[Image point grounding data]
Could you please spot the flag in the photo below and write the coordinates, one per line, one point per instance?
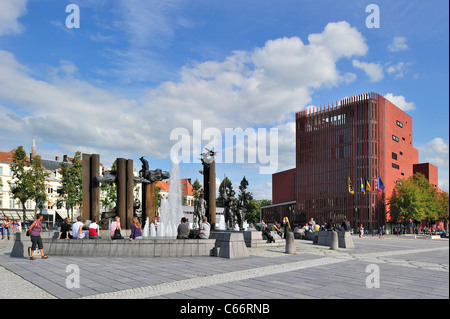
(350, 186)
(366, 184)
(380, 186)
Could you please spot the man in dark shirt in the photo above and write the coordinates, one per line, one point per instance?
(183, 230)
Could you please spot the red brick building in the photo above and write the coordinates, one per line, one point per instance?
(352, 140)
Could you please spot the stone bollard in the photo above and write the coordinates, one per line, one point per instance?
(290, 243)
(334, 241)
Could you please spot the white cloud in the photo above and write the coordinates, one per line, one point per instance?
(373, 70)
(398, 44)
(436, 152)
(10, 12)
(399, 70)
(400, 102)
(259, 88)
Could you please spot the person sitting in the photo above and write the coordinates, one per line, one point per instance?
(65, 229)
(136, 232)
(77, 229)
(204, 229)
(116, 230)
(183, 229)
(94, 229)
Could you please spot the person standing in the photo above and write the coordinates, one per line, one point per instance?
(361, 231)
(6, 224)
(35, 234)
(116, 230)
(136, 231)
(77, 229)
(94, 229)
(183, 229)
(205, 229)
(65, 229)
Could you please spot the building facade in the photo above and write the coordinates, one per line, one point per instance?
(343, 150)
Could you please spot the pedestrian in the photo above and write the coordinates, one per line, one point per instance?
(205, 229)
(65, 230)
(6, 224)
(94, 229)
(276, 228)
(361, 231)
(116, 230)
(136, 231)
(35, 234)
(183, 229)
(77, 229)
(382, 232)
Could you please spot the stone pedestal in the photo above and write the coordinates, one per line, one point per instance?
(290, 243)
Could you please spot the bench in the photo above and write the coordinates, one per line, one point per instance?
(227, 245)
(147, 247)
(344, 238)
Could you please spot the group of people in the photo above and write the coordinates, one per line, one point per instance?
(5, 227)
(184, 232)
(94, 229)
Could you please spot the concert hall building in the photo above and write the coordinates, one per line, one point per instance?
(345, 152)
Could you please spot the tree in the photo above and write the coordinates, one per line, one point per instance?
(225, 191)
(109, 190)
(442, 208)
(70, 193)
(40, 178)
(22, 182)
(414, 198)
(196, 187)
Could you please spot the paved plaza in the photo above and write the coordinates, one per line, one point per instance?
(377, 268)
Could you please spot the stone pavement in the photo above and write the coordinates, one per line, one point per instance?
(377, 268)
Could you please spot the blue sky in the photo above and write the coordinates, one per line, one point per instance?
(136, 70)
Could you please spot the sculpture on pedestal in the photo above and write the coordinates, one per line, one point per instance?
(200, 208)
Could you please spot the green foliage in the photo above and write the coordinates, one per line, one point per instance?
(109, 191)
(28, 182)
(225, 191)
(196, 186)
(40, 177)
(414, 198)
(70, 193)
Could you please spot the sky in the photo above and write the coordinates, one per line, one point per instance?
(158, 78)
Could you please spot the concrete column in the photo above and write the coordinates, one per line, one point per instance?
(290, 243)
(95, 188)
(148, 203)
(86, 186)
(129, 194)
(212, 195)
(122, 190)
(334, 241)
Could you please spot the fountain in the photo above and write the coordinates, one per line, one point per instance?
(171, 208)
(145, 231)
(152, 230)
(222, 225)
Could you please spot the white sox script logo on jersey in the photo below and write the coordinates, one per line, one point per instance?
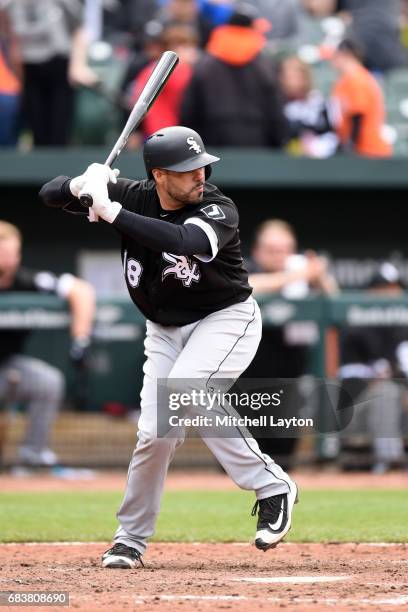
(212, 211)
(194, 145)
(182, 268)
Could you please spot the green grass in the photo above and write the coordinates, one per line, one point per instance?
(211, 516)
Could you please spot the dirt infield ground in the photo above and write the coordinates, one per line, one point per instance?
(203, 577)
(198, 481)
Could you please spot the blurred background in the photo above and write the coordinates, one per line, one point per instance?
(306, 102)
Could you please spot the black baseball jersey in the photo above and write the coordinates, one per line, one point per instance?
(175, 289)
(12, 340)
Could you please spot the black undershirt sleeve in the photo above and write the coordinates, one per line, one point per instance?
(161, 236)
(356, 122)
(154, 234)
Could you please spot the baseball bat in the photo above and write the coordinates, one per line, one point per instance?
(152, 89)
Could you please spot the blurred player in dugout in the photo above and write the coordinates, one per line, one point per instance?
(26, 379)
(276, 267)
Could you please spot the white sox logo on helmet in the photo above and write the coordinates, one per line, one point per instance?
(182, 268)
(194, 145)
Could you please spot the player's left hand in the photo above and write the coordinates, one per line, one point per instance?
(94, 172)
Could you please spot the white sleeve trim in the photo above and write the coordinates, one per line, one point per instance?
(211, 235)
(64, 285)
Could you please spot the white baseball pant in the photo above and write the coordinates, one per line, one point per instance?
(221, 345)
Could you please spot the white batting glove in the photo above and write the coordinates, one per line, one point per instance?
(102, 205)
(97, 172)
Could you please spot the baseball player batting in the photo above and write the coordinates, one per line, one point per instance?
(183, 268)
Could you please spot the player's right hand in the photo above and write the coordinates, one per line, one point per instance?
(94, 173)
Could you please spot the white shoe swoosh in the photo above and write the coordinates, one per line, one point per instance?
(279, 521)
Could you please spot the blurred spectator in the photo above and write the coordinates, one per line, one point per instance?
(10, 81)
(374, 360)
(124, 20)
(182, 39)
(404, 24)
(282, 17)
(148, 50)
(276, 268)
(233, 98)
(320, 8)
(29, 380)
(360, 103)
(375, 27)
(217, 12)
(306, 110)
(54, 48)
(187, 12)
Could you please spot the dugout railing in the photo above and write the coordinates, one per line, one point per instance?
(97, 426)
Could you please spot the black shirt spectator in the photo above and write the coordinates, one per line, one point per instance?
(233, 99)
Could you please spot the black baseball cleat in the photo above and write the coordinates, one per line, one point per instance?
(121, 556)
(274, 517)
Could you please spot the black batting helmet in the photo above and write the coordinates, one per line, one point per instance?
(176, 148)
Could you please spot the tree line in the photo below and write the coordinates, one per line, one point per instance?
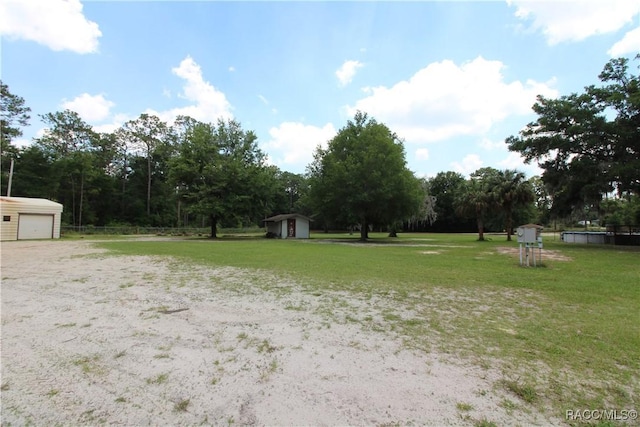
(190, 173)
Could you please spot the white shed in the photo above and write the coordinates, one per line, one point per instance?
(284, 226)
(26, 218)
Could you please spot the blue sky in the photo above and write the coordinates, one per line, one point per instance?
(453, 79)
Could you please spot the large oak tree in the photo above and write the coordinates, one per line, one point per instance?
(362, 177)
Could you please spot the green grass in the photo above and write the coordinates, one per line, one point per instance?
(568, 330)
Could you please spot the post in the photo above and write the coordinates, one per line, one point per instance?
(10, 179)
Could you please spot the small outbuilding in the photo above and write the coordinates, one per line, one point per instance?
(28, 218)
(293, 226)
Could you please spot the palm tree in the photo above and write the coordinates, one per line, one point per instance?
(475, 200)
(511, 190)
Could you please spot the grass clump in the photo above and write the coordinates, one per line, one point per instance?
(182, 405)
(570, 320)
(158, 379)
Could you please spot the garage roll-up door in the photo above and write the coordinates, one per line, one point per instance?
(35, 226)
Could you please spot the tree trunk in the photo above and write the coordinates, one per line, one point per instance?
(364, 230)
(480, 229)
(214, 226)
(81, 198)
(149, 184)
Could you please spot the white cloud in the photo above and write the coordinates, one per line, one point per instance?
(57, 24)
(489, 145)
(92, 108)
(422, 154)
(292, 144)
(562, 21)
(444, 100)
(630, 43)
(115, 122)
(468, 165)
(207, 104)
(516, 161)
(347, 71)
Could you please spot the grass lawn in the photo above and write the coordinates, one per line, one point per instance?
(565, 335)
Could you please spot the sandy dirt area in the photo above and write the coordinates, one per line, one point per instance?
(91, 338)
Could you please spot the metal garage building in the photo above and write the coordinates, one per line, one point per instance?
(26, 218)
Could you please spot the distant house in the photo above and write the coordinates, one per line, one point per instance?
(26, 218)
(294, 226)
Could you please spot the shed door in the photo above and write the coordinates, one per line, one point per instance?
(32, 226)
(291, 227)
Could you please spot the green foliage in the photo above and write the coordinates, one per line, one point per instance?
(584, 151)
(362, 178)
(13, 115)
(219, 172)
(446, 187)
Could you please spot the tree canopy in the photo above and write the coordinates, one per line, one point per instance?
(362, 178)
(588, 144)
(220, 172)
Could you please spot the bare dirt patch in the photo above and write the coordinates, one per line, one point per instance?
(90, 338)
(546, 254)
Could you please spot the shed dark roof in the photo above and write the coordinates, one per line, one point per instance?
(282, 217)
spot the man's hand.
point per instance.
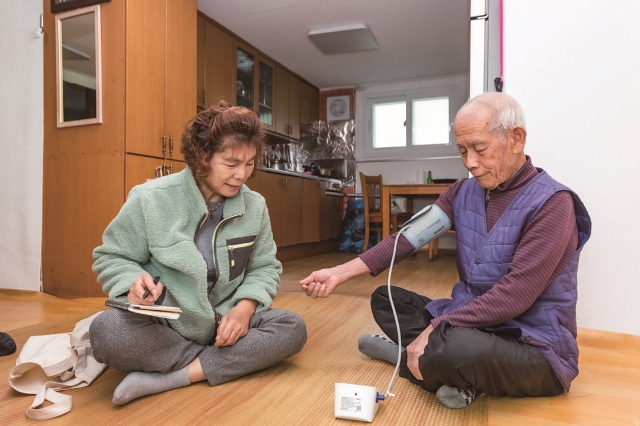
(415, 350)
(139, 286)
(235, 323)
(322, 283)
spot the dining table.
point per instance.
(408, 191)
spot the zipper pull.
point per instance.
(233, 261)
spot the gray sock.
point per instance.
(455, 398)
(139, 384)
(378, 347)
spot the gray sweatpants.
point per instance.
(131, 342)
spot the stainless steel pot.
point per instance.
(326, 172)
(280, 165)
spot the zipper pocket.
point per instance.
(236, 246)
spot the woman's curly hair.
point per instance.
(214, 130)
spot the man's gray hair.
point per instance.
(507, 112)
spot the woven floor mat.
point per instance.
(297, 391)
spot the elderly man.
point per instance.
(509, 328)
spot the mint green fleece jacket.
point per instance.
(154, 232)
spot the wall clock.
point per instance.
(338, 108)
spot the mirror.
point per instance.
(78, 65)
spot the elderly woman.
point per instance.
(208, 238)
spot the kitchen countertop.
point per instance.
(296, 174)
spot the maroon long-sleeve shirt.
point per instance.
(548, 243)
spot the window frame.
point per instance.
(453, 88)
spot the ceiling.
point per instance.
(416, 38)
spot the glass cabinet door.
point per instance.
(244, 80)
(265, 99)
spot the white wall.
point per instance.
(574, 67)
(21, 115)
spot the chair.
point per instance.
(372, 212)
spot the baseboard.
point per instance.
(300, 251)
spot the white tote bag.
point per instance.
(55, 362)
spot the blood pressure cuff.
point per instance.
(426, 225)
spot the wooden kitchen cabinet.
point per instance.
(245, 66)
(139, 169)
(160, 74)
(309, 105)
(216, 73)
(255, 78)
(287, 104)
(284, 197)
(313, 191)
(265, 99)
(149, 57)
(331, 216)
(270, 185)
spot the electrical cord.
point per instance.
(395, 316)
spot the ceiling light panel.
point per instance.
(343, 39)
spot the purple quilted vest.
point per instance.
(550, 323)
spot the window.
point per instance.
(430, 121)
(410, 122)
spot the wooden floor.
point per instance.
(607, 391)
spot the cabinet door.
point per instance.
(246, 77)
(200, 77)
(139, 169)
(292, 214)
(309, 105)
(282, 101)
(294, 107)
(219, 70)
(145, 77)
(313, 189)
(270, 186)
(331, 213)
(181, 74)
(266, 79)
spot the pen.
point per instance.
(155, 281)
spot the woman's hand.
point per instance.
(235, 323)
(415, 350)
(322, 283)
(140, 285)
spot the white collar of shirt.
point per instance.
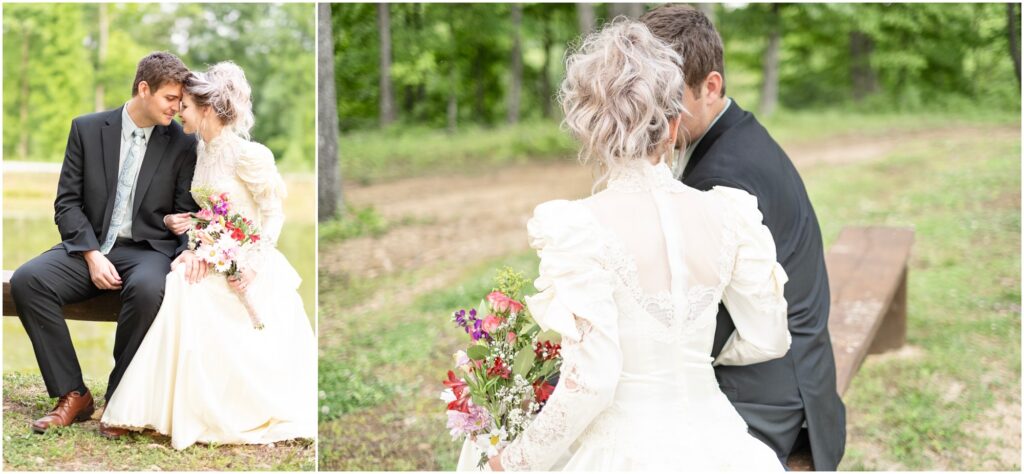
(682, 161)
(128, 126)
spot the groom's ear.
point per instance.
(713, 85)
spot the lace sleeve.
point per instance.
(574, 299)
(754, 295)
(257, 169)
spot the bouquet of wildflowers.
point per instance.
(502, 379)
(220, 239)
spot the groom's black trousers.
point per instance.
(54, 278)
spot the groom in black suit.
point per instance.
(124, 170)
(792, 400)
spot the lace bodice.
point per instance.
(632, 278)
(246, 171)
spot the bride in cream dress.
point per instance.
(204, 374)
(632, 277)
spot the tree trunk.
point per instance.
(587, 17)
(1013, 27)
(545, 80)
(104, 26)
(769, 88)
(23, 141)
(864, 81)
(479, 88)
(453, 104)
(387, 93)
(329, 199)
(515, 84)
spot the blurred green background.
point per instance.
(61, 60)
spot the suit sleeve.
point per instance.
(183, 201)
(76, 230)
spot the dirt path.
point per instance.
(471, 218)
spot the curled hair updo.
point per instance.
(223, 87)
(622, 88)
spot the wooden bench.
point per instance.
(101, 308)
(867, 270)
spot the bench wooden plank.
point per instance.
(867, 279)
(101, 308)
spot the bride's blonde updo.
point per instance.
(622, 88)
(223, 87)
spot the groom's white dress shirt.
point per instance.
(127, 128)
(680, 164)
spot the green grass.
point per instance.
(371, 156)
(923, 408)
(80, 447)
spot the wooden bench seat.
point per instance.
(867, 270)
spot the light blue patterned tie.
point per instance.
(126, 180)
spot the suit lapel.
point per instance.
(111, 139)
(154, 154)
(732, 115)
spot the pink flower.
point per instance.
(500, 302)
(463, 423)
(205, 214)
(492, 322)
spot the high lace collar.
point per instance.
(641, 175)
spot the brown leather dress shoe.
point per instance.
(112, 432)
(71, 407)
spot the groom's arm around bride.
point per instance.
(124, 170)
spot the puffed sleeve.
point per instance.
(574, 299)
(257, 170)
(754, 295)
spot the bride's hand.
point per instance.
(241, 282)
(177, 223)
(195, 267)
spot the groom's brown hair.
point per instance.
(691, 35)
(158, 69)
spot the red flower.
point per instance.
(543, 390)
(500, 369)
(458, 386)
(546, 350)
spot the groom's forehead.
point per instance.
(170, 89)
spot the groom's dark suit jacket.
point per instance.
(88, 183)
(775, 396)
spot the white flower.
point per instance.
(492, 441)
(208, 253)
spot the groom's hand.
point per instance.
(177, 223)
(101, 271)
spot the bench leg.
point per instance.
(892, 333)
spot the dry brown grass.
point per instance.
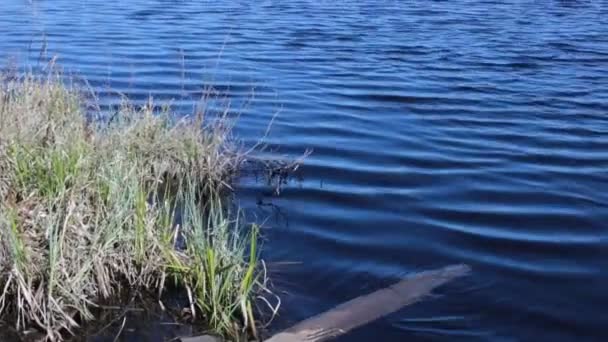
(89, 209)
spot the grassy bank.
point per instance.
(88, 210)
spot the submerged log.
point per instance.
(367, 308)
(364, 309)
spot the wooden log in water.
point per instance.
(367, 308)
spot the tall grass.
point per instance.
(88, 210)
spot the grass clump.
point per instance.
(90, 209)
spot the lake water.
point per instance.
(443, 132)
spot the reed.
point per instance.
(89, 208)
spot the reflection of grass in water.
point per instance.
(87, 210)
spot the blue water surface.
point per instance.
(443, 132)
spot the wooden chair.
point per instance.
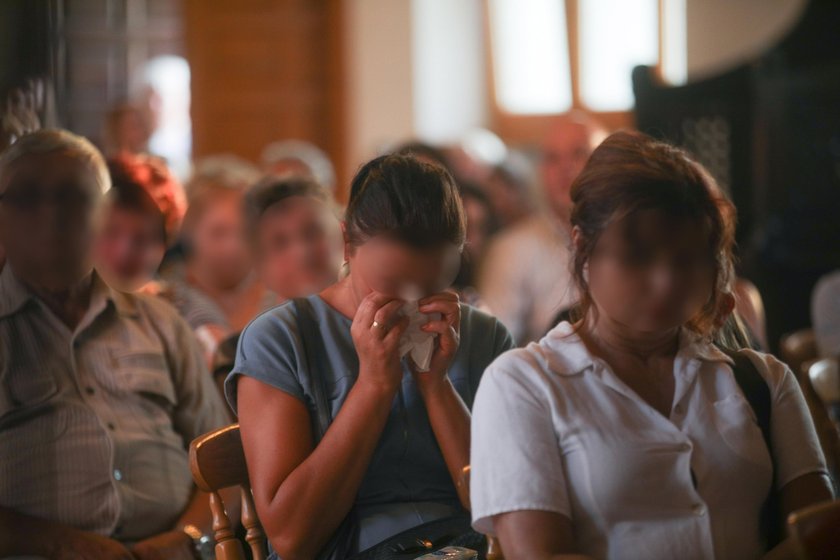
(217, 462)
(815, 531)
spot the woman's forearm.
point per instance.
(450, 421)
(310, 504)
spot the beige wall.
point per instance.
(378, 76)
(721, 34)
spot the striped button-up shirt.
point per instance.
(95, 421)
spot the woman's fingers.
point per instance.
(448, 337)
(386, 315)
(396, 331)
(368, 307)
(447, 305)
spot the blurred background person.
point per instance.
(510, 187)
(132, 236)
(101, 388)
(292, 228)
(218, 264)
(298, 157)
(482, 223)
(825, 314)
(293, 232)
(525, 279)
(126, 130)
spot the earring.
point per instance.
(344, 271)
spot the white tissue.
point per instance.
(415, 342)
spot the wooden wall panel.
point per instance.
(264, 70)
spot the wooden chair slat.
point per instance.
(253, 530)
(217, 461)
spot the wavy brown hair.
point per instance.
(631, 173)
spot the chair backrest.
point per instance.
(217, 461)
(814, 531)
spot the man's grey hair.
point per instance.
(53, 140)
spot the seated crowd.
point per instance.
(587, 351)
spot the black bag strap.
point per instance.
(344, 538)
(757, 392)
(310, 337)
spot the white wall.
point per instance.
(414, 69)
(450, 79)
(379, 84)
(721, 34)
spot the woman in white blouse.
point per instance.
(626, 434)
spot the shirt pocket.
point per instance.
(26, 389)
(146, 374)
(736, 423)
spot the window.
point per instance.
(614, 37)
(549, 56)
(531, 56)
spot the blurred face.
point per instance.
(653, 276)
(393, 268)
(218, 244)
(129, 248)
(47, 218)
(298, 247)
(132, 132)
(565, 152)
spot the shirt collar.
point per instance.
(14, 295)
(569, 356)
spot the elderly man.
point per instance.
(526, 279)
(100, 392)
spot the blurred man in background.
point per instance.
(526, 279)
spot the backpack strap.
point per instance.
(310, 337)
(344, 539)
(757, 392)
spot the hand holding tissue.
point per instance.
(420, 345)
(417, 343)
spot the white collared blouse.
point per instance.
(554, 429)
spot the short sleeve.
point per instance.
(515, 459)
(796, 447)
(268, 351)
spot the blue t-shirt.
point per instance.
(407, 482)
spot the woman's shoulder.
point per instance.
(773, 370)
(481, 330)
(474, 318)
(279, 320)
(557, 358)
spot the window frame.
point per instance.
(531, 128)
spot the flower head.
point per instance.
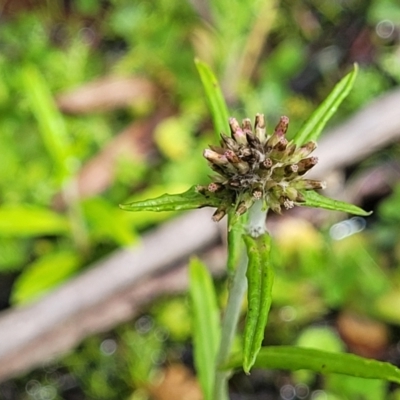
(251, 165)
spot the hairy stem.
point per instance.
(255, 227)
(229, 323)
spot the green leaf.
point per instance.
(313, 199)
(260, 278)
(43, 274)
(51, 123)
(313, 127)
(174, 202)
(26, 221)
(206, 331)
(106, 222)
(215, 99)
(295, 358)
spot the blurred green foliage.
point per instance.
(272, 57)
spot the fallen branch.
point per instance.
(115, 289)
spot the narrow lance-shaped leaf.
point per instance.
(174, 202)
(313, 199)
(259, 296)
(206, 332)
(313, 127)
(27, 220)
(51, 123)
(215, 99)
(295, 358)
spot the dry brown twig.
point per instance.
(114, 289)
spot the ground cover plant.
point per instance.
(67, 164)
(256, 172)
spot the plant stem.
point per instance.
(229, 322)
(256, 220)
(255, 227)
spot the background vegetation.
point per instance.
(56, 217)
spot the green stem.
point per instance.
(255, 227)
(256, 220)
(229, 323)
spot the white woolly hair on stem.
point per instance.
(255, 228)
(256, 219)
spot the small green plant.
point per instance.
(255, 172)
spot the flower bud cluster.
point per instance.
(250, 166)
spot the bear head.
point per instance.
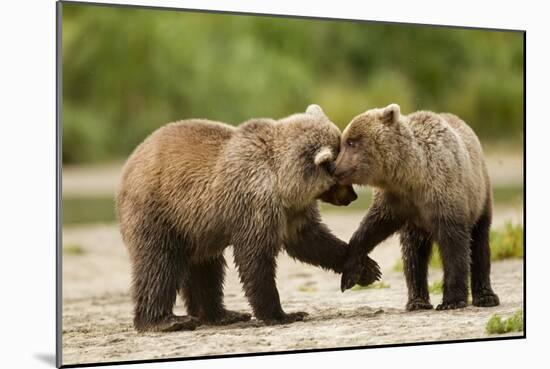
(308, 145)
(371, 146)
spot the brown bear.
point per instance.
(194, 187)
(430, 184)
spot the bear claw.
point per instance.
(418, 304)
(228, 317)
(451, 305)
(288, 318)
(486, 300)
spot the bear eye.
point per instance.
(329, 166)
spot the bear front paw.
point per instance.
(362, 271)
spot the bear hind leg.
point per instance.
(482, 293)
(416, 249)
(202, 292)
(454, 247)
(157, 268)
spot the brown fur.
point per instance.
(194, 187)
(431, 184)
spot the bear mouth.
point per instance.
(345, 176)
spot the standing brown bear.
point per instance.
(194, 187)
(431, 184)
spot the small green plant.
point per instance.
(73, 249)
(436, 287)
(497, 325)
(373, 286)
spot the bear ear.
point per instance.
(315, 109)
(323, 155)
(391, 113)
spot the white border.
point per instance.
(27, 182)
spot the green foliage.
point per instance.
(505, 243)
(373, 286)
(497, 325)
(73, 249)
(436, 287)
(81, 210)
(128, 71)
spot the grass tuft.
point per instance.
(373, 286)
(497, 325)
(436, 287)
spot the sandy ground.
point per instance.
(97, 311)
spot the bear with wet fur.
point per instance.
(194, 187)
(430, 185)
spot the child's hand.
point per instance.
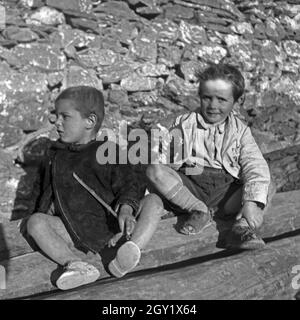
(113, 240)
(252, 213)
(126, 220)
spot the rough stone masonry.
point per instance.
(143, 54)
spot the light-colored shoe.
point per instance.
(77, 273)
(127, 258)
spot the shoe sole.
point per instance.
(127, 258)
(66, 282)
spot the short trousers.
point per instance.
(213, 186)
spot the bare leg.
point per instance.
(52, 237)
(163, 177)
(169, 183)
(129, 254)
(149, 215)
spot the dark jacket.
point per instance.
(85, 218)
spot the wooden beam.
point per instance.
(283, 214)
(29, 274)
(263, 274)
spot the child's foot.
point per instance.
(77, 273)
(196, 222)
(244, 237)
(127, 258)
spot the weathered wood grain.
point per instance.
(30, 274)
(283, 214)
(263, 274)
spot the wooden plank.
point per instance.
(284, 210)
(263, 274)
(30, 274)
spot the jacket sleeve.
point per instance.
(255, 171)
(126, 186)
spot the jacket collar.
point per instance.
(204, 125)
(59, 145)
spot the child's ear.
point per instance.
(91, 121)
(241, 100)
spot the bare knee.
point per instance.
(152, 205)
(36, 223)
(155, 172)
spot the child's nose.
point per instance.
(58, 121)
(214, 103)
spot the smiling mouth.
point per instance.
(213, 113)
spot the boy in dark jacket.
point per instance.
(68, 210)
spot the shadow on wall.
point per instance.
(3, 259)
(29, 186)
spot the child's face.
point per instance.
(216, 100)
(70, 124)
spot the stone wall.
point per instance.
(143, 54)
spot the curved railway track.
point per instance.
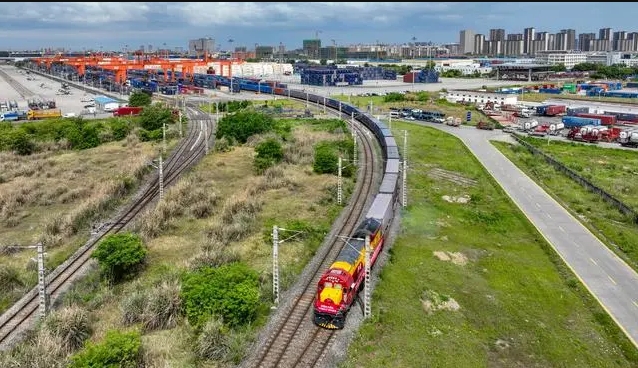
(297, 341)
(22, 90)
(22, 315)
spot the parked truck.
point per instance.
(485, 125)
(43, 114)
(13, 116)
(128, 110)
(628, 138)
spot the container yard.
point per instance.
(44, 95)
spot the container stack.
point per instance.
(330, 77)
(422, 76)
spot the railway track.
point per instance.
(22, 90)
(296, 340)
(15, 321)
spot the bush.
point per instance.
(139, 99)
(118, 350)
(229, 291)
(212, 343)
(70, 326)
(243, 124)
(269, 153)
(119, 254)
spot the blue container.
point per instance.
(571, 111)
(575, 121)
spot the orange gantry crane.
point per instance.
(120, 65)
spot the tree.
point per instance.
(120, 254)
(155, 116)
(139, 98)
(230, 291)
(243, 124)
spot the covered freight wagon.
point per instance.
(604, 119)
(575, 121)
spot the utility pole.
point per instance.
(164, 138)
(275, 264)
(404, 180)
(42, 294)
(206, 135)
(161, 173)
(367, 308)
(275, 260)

# [Brief]
If a line of the records above holds the string "lace", count it; then state only how many such lines there are.

# [Worked solution]
3